Selected excerpt

┄┄┄┄┄┄┄┄┄┄

1. 19
    1. 5

      I’d kinda prefer something with a REPL, but that seems to be uncommon for datalog for some reason.

      I like to use SQL the way some people use spreadsheets: load some data, do some calculations, maybe add some validation to automatically check for outliers/data errors/misunderstandings (for example, the 6502 instruction set as a database). But SQL as a model has its own quirks and oddities, and people keep talking about how Datalog is much more flexible and powerful, so I’m interested in trying it out.

      I hoped/expected there would be a Datalog tool something like SQLite - load data and validation rules into a file on disk that you can query interactively, do one-shot queries from a shell-script, or use as a data-store from inside some other language. Unfortunately, it seems that’s not a use-case anyone else seems to be interested in - as you point out, everybody seems to be interested in libraries for in-memory data stores, or other patterns that don’t seem relevant to my use-case.

      1. 5

        I wouldn’t be surprised if a SQLite-ish Datalog tool existed, but I couldn’t find one. That said, I certainly didn’t do an exhaustive search. Would be neat to build one…

        Edit: I wonder if this is due to evaluation strategies for Datalog usually being bottom-up rather than top-down? In Prolog you write “find me variables where this rule is true” and it starts with that rule and walks down the call tree. Datalog seems to be more about giving it a bunch of data and then saying “find me all rules that are true”, so it starts at the leaves of the rule graph and walks upwards until something is false. It’s not impossible to turn one into the other, but it might be more work.

    2. 3

      Neat. It is a type checker, not an evaluator. However, since STLC programs always terminate, it’d be interesting to see an encoding of evaluation in Datalog too!

      1. 2

        It would, but my intent is to move on to typechecking more complicated type systems as well, so evaluation isn’t my priority right now. Sorry!

        1. 1

          No worries! I just noticed the connection. Future work :⁠-⁠)

    3. 3

      This sounds fun.

      • I’ve written small type-checkers or interpreters in Lambda-Prolog, which is a superset of Prolog (whereas Datalog is more of a subset) that also provides builtin support for variable bindings (in the object language, the language/programs being manipulated). Elpi is a lambda-prolog implementation that is used for metaprogramming Coq/Rocq terms, so we know that this approach scales to large, complex type systems.

┄┄┄┄┄┄┄┄┄┄

Required work
a. In the Datalog thread, what is Elpi used for?
b. Please reproduce word for word the part of the Datalog thread starting at "Neat. It is" and ending at "right now. Sorry!".
The lines after this thread come from a separate source.

Given data
┄┄┄┄┄┄┄┄┄┄

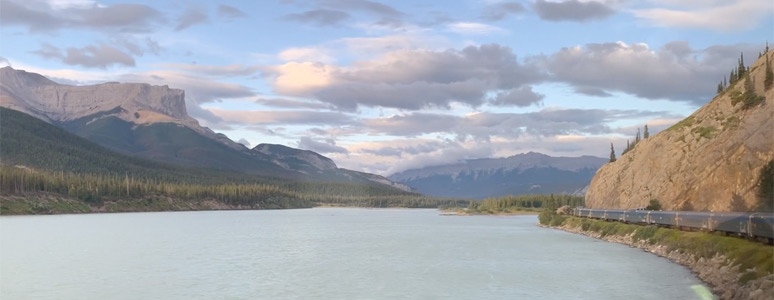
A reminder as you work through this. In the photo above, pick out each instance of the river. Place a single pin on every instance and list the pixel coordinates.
(321, 253)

┄┄┄┄┄┄┄┄┄┄

Answers to each task
a. Elpi is used for metaprogramming Coq/Rocq terms.

b.
Neat. It is a type checker, not an evaluator. However, since STLC programs always terminate, it’d be interesting to see an encoding of evaluation in Datalog too!

      1. 2

        It would, but my intent is to move on to typechecking more complicated type systems as well, so evaluation isn’t my priority right now. Sorry!